--- Begin ---

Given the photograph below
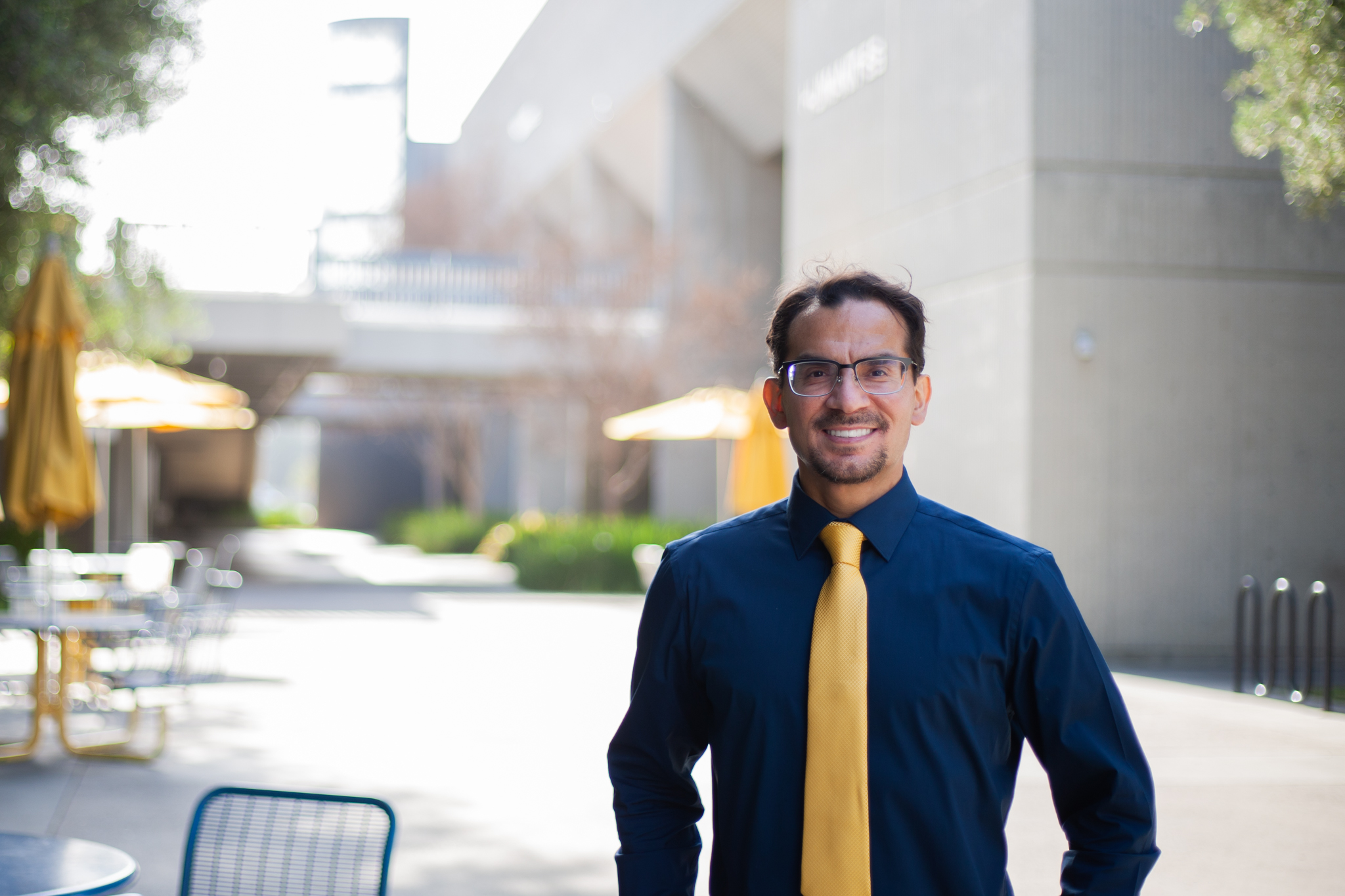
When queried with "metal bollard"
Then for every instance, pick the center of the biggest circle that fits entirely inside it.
(1283, 593)
(1321, 594)
(1248, 593)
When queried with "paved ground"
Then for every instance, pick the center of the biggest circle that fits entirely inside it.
(485, 717)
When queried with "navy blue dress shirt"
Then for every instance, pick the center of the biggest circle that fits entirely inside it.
(974, 644)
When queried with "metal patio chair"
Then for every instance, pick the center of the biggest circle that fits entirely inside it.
(280, 843)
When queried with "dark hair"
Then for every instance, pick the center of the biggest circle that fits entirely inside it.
(826, 289)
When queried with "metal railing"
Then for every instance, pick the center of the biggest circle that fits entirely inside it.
(1248, 620)
(432, 280)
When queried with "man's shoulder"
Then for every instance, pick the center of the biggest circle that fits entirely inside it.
(977, 535)
(731, 535)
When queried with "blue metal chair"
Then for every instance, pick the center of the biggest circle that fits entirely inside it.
(280, 843)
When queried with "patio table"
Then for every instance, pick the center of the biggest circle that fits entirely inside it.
(49, 689)
(61, 867)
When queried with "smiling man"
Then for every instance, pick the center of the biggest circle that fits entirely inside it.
(864, 662)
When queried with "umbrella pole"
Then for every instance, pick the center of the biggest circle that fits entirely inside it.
(101, 516)
(139, 485)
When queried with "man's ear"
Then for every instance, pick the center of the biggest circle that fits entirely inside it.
(925, 391)
(774, 396)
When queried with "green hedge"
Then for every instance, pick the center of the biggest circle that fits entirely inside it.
(586, 554)
(449, 531)
(552, 554)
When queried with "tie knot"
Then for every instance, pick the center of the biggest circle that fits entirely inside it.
(844, 543)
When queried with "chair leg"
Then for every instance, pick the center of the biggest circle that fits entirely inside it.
(22, 750)
(108, 748)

--- End ---

Output each line exactly; omit every picture.

Given the photograph below
When queried with "metal bollard"
Then for every instance, pick the center of the biggest circle that fits entirely inside it.
(1283, 593)
(1321, 594)
(1248, 593)
When queried with "paved ground"
Then for every instance, pick the center of the biggest circle that fits entirely inside it.
(485, 717)
When queried with "navy blue dress shirt"
Then for every instance, pick the center of the biggest circle that fits entirely inside it.
(974, 644)
When queried with "metal patio chair"
Then for every instance, pick the center of the biggest circle that fits entirely inside it.
(280, 843)
When queried with "dark hair"
Then for every instance, pick the center of the biggest circle that fits entirely inside it.
(826, 289)
When queried with "metal railing"
Then for every instance, pick the center of the biggest circle that fits entirely inside it.
(1248, 620)
(432, 280)
When queried with "man's shoulder"
Then for every instance, pick the center of the biggest circle that fits entirely inside it.
(977, 535)
(731, 535)
When queried with "blue metal chair"
Then for every instance, pick the center of the biggest circle that fits entirely inside it.
(280, 843)
When queried with "patio table"
Then for every instance, pick the center of the biggest circle that fits entirely inside it.
(49, 689)
(61, 867)
When queried with "smiling man"
Then for every instance, pick the center of the biggest circle that fits entirely inside it.
(864, 662)
When queried with "umbrella pole"
Then for every instance, pick the center of the biggest circle that fits entirely inside it.
(101, 516)
(139, 485)
When queried with "man's ear"
Then for every instance, pick the center of the biggest circle that fits entirely inside it.
(925, 391)
(774, 396)
When queried with "green hedge"
Then for every instance, pick the center of the biggest circle that fits entirely inside it.
(586, 554)
(449, 531)
(552, 554)
When queried with "tie knot"
Then for every instance, pick the center of the biggest circle that fits entirely inside it.
(844, 543)
When queried with "chair leg"
Then for every instance, pick the center of the biggest circle that fits entirely inside it.
(22, 750)
(108, 748)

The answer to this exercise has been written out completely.